---------- Exercise data ----------

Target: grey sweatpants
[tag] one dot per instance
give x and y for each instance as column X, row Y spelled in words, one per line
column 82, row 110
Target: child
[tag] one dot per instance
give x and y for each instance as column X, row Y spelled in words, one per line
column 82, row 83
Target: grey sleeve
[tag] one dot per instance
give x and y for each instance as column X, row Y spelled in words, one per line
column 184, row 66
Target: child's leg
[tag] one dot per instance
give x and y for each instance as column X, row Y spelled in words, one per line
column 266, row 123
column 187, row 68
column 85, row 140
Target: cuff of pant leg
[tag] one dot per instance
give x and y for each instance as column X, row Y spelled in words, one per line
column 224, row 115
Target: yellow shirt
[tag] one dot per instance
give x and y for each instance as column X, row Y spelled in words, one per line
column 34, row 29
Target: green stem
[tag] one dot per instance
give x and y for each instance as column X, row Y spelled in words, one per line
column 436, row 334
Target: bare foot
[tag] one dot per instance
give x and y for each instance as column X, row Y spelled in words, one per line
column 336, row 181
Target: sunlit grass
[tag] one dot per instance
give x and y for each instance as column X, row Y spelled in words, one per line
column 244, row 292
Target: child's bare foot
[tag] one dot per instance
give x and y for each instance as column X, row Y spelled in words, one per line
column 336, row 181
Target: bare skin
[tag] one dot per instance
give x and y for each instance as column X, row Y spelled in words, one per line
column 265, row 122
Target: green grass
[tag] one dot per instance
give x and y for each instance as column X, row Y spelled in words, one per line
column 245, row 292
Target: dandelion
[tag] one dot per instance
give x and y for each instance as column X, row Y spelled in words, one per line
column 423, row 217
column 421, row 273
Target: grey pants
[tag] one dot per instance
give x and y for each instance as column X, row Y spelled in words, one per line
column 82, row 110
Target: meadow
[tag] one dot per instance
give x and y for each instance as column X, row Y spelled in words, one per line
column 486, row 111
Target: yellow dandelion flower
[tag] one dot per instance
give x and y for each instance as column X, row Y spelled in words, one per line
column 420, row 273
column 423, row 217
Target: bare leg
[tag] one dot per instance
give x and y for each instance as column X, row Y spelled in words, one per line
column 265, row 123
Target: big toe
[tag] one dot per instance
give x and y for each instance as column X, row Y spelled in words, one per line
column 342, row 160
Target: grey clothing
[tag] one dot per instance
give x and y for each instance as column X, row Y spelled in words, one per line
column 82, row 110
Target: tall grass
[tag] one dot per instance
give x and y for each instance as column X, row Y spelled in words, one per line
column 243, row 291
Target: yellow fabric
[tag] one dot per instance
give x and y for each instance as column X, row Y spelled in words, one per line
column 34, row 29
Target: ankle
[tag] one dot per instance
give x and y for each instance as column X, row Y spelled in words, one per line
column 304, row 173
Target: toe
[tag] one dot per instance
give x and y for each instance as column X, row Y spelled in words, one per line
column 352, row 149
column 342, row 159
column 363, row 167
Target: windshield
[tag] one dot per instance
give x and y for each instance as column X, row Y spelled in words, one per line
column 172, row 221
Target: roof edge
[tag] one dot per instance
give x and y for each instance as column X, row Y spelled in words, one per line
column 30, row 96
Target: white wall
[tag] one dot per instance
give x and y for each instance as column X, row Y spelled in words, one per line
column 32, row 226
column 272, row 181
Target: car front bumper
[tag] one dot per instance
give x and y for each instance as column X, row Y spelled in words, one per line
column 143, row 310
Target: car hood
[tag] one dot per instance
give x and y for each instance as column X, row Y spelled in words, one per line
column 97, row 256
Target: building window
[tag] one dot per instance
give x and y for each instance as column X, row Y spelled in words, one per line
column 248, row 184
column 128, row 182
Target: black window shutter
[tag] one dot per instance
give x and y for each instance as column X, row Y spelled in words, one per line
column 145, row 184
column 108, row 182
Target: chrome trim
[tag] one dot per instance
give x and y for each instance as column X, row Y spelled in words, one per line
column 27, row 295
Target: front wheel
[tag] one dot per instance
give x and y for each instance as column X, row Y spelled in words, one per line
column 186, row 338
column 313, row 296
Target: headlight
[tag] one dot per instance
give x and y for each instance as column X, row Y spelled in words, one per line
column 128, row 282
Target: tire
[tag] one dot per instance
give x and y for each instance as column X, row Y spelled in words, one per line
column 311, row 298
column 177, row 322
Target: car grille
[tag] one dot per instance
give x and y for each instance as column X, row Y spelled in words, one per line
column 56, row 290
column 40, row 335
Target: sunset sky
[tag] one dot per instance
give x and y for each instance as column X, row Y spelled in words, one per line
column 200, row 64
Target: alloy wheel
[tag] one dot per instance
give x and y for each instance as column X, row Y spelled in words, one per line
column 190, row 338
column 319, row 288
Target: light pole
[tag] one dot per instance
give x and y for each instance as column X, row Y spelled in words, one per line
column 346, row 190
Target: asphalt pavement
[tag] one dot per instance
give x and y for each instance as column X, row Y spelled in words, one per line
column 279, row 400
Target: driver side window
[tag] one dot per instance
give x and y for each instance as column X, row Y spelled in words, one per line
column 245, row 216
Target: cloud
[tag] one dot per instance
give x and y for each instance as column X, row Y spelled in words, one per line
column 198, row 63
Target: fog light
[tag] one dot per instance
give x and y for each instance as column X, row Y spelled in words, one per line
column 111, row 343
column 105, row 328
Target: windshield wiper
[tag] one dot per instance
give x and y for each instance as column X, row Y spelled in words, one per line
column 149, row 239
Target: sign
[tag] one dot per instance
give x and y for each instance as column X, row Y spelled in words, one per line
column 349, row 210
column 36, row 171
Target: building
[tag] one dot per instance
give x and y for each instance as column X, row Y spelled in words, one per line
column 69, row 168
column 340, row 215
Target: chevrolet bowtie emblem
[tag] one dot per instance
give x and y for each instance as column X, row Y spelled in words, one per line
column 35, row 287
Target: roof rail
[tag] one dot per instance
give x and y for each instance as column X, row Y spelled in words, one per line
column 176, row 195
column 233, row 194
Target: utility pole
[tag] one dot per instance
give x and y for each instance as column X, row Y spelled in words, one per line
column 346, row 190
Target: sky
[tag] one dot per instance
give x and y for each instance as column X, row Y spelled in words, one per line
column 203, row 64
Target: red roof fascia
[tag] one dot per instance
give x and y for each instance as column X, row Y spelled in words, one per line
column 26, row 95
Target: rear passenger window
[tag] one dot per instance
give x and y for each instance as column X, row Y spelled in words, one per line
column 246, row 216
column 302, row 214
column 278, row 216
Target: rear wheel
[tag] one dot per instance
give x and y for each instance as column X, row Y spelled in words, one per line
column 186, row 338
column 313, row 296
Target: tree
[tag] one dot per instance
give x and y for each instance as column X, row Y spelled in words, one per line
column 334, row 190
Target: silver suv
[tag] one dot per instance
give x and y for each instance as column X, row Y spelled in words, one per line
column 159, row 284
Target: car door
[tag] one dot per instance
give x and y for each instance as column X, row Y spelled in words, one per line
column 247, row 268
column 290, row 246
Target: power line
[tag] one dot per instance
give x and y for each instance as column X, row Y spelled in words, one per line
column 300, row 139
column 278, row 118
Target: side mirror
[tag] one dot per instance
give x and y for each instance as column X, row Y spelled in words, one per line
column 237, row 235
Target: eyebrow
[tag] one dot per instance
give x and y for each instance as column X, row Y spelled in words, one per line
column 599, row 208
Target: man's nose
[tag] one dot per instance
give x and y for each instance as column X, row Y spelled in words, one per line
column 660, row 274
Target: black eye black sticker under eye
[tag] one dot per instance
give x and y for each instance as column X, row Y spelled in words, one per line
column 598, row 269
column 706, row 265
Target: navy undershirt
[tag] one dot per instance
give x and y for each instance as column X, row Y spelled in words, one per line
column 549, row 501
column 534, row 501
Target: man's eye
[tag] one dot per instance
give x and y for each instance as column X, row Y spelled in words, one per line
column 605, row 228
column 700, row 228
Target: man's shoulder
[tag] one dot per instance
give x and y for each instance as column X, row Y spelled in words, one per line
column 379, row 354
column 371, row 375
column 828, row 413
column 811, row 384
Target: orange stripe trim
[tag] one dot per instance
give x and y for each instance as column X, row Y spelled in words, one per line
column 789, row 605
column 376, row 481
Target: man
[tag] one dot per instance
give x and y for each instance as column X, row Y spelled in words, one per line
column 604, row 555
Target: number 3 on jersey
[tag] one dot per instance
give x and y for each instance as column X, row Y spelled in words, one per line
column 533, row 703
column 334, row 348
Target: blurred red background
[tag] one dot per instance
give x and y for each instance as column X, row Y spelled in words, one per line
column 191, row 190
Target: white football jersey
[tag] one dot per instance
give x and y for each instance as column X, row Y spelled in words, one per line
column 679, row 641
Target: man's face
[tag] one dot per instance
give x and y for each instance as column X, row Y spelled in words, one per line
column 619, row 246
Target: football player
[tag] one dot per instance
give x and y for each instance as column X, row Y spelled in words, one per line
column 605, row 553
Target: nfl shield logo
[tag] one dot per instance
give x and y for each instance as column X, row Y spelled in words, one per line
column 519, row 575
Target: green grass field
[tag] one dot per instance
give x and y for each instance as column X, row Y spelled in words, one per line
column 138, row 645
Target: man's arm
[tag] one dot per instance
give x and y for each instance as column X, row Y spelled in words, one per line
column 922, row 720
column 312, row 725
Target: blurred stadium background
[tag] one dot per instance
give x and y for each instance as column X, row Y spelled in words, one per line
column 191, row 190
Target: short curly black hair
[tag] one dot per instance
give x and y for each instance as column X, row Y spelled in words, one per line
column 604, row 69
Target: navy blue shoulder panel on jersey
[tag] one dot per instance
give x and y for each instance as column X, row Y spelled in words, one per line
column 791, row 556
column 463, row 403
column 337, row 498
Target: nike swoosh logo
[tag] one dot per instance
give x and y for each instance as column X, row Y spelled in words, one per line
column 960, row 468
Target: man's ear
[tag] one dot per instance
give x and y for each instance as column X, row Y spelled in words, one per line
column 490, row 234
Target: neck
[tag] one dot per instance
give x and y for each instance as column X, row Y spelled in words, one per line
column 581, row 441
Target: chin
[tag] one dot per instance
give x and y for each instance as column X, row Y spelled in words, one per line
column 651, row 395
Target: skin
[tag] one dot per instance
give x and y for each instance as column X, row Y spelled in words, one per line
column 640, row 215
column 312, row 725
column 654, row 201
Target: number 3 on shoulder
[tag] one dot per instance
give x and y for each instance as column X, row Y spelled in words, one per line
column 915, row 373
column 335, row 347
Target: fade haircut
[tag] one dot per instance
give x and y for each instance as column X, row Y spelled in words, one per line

----------

◆ Written request:
Rewrite the data starting at the line containing "Target: man's ear" and ending at the line containing "column 490, row 234" as a Markdown table with the columns No. and Entry. Number each line in order and skip blank lines.

◆ Reply to the task:
| No. | Entry |
|---|---|
| 1 | Target: man's ear |
| 2 | [tag] one dot per instance |
| 3 | give x and y for each instance as column X, row Y spelled in words, one per line |
| 4 | column 490, row 234 |